## Istruzioni e requisiti
Quante righe qui sotto contengono la parola "beef", distinguendo tra maiuscole e minuscole? Indica solo il numero.
___ Voci
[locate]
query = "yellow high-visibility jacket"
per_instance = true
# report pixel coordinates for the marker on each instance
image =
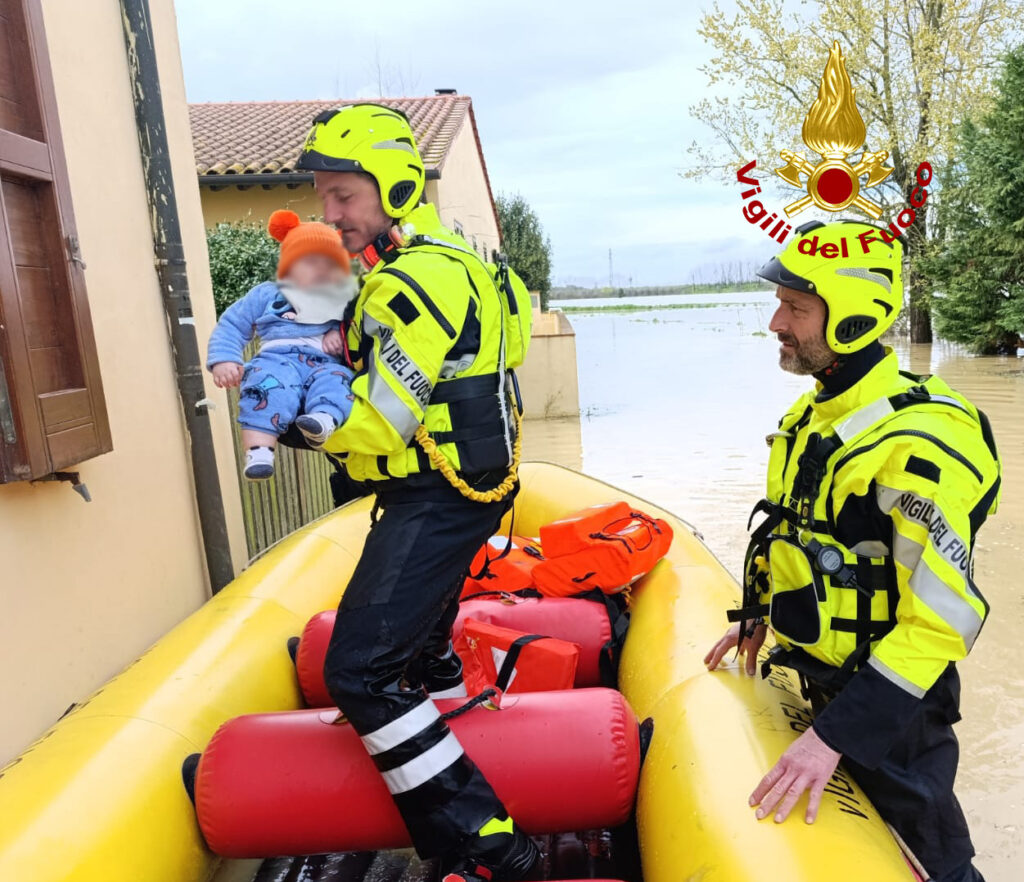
(430, 347)
(875, 497)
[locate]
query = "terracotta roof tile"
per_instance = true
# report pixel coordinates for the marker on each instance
(264, 137)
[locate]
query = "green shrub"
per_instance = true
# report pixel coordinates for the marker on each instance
(242, 255)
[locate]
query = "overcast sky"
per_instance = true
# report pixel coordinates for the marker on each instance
(584, 112)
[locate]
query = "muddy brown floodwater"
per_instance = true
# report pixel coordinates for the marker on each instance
(675, 406)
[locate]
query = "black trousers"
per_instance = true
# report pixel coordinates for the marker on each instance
(912, 788)
(393, 623)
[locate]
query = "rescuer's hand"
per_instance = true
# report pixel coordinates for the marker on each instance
(226, 375)
(808, 764)
(751, 647)
(333, 344)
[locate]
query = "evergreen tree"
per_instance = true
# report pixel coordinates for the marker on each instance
(977, 263)
(523, 241)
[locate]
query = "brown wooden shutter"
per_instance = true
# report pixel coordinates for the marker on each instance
(52, 413)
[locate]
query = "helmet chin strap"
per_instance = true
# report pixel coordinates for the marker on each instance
(846, 371)
(385, 247)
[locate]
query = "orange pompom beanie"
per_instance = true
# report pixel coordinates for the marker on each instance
(298, 239)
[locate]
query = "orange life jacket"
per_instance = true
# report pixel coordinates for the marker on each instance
(513, 661)
(607, 547)
(495, 570)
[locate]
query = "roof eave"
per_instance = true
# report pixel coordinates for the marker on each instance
(274, 178)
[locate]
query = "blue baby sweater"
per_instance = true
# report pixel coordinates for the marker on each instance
(261, 311)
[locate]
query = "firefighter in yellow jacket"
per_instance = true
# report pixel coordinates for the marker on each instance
(861, 560)
(434, 430)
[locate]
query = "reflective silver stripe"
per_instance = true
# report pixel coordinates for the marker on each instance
(947, 543)
(896, 679)
(941, 597)
(401, 729)
(863, 419)
(384, 399)
(423, 767)
(455, 693)
(393, 409)
(870, 548)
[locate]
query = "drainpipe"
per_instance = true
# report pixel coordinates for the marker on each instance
(170, 260)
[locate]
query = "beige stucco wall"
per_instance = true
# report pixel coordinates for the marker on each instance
(87, 587)
(462, 196)
(548, 378)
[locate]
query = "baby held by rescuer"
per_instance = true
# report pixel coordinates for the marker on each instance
(298, 375)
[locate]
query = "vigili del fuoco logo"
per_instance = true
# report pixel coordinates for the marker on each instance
(835, 130)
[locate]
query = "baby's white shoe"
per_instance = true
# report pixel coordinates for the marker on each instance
(259, 463)
(316, 427)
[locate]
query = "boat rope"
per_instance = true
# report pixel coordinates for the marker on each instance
(440, 462)
(486, 695)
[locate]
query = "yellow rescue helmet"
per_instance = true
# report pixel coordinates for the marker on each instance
(374, 139)
(855, 267)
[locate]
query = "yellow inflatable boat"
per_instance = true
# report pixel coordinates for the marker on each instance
(99, 797)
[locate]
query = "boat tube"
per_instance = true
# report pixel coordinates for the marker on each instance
(99, 797)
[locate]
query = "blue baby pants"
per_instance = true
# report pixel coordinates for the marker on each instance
(280, 384)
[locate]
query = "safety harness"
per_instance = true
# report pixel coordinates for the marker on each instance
(501, 385)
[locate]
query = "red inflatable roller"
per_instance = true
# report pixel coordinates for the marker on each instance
(309, 659)
(298, 783)
(572, 619)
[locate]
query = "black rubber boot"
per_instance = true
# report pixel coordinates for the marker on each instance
(499, 852)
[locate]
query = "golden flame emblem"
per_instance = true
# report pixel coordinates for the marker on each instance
(835, 129)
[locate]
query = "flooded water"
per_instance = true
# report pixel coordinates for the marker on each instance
(675, 406)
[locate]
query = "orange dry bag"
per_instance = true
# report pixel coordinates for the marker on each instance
(503, 565)
(513, 661)
(606, 547)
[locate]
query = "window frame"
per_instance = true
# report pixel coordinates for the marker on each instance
(58, 428)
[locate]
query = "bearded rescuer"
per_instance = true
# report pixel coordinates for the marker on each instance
(861, 565)
(434, 431)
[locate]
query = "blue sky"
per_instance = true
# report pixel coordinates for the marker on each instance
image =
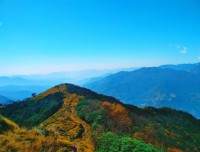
(40, 36)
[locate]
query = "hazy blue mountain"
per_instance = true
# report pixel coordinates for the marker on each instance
(183, 67)
(4, 100)
(196, 69)
(153, 87)
(20, 92)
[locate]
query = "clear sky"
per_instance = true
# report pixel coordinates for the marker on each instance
(41, 36)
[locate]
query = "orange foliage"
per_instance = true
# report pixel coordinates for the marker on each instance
(117, 115)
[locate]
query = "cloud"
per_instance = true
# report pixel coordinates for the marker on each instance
(184, 50)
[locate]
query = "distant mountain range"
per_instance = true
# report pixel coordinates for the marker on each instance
(176, 86)
(193, 68)
(4, 100)
(22, 86)
(67, 115)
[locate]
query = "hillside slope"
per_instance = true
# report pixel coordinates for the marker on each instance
(153, 87)
(68, 115)
(4, 100)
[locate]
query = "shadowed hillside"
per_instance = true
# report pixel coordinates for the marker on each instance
(153, 87)
(68, 115)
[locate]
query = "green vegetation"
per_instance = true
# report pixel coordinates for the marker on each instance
(32, 112)
(110, 142)
(68, 115)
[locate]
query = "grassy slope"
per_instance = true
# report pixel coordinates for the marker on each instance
(99, 119)
(58, 132)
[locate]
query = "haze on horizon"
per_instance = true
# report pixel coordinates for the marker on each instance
(64, 35)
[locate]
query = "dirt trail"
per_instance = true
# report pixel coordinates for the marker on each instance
(68, 127)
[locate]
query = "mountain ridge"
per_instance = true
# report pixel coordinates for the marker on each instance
(94, 122)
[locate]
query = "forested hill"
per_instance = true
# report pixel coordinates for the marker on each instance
(68, 115)
(157, 87)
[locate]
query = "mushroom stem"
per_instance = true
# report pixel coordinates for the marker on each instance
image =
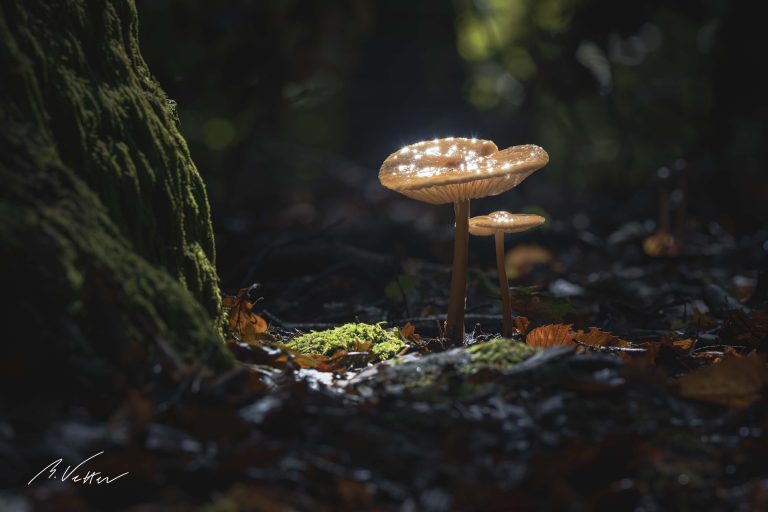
(454, 325)
(503, 285)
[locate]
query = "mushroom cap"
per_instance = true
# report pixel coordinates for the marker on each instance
(504, 222)
(448, 170)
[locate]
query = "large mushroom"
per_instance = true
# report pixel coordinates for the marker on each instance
(455, 170)
(496, 224)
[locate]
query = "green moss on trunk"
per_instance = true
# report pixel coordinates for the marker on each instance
(107, 247)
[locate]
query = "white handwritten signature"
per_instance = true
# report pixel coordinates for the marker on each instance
(89, 477)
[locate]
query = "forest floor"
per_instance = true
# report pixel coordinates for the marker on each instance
(641, 388)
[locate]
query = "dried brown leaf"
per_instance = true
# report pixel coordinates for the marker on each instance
(522, 324)
(551, 335)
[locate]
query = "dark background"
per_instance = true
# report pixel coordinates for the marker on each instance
(290, 107)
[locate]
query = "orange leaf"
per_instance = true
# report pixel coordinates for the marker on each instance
(247, 325)
(598, 338)
(550, 335)
(734, 382)
(522, 324)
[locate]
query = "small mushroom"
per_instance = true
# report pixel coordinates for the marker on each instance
(455, 170)
(496, 224)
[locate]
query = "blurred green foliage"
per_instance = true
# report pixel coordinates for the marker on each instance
(272, 94)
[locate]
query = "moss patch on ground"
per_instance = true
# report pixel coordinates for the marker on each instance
(499, 354)
(353, 337)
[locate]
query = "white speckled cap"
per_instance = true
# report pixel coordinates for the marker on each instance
(487, 225)
(448, 170)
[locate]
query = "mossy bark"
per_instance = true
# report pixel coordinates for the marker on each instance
(107, 247)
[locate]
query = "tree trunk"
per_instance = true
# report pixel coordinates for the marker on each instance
(107, 250)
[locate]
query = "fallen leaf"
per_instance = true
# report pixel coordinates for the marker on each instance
(563, 334)
(551, 335)
(522, 324)
(734, 382)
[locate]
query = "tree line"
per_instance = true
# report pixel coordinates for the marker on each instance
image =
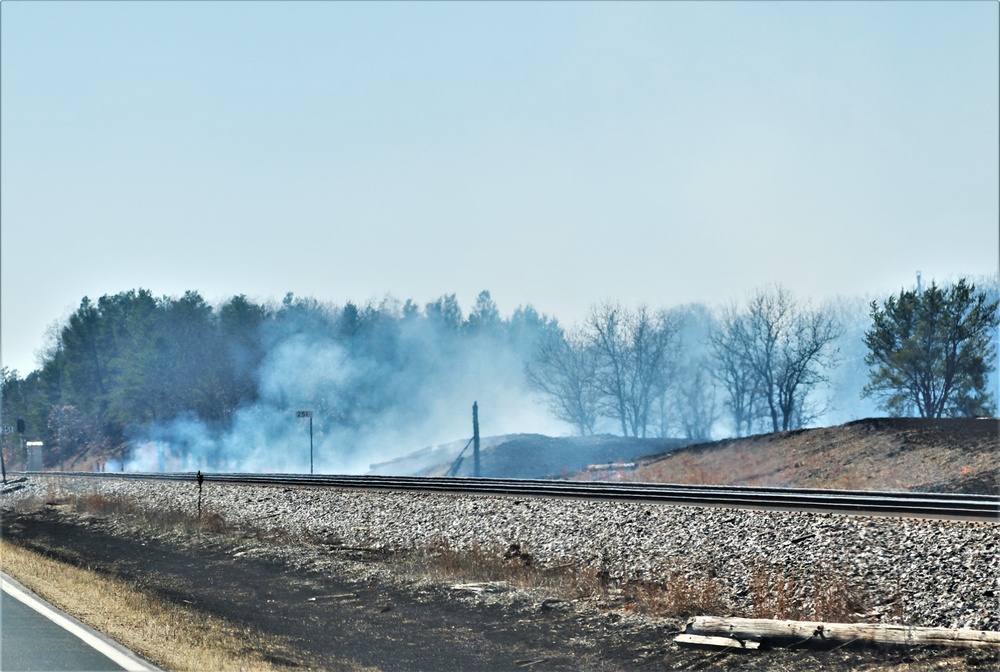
(131, 360)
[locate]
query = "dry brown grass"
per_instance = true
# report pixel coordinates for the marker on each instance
(826, 596)
(172, 636)
(679, 596)
(514, 567)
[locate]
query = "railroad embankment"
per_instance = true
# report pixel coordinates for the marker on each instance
(744, 563)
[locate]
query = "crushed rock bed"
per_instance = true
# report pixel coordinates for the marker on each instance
(918, 572)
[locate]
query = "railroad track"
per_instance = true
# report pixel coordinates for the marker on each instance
(915, 504)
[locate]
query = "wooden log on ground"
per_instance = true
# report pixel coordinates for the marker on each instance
(819, 633)
(728, 643)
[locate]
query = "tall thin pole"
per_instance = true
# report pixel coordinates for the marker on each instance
(475, 439)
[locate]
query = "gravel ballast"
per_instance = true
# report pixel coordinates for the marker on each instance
(894, 570)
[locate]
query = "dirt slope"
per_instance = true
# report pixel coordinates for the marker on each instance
(948, 455)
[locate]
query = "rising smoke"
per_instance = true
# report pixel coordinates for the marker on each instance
(395, 385)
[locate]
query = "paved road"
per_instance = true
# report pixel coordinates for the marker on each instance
(36, 636)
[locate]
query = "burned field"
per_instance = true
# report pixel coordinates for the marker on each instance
(348, 582)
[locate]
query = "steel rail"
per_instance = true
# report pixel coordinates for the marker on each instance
(884, 503)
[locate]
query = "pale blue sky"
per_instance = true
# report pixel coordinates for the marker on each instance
(556, 154)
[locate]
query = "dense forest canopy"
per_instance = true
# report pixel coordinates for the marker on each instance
(177, 383)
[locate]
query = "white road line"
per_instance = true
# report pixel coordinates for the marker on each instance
(128, 662)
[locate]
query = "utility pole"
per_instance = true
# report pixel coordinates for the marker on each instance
(475, 439)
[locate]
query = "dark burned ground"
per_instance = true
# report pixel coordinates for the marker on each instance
(915, 454)
(337, 605)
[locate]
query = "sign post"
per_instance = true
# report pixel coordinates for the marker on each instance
(7, 429)
(307, 414)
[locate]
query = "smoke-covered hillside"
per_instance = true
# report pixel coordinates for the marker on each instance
(173, 383)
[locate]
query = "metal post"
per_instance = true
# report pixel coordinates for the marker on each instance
(475, 439)
(307, 414)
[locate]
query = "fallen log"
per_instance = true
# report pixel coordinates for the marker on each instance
(702, 641)
(812, 633)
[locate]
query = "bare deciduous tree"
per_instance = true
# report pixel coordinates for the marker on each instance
(636, 351)
(564, 371)
(775, 351)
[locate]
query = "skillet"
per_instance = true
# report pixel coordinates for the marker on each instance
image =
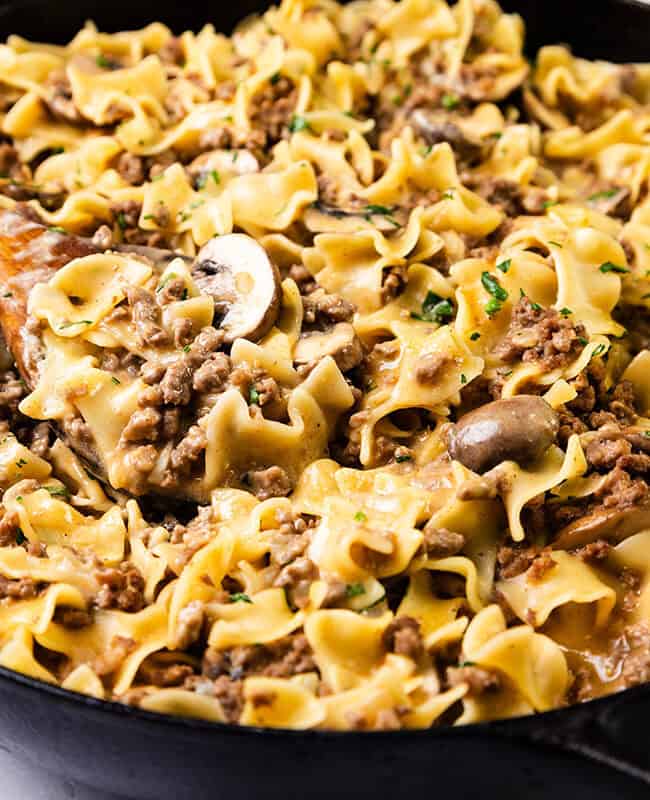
(600, 748)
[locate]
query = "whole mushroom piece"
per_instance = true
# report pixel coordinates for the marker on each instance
(244, 282)
(517, 429)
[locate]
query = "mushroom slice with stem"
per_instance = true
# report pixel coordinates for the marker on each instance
(340, 341)
(244, 283)
(613, 524)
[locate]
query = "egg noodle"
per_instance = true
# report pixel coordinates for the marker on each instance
(254, 476)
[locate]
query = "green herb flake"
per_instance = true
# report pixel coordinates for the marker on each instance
(240, 597)
(80, 322)
(435, 309)
(298, 124)
(493, 287)
(492, 307)
(58, 491)
(450, 101)
(602, 195)
(609, 266)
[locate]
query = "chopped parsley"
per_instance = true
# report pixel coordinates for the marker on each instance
(435, 309)
(493, 287)
(609, 266)
(602, 195)
(58, 491)
(493, 306)
(240, 597)
(298, 124)
(384, 211)
(450, 101)
(79, 322)
(164, 282)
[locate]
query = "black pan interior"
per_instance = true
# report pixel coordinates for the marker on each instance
(122, 749)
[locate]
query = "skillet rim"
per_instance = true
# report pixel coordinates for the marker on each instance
(511, 726)
(505, 726)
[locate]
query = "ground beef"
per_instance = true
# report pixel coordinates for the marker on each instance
(9, 528)
(441, 543)
(270, 482)
(541, 335)
(155, 672)
(145, 313)
(403, 636)
(188, 450)
(284, 658)
(120, 587)
(143, 426)
(19, 589)
(322, 310)
(131, 168)
(478, 679)
(429, 368)
(272, 107)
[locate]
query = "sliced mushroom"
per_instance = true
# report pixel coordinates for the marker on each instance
(236, 162)
(340, 341)
(613, 524)
(517, 429)
(435, 129)
(244, 283)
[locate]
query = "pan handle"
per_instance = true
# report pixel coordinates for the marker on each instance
(612, 730)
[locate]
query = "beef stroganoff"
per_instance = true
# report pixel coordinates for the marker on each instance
(326, 393)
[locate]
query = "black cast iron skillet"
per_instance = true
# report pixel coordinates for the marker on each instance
(599, 750)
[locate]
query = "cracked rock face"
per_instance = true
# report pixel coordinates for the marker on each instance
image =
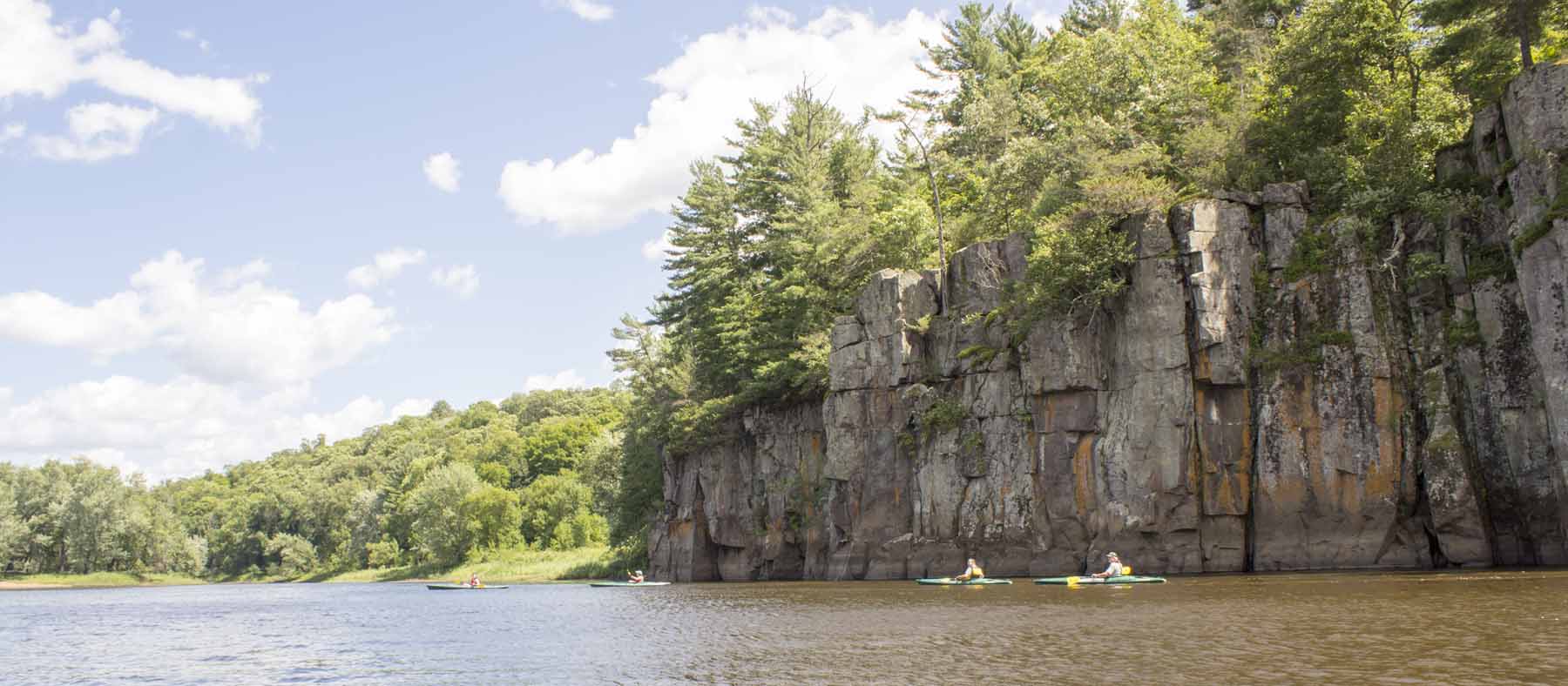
______
## Soluzione scritta
2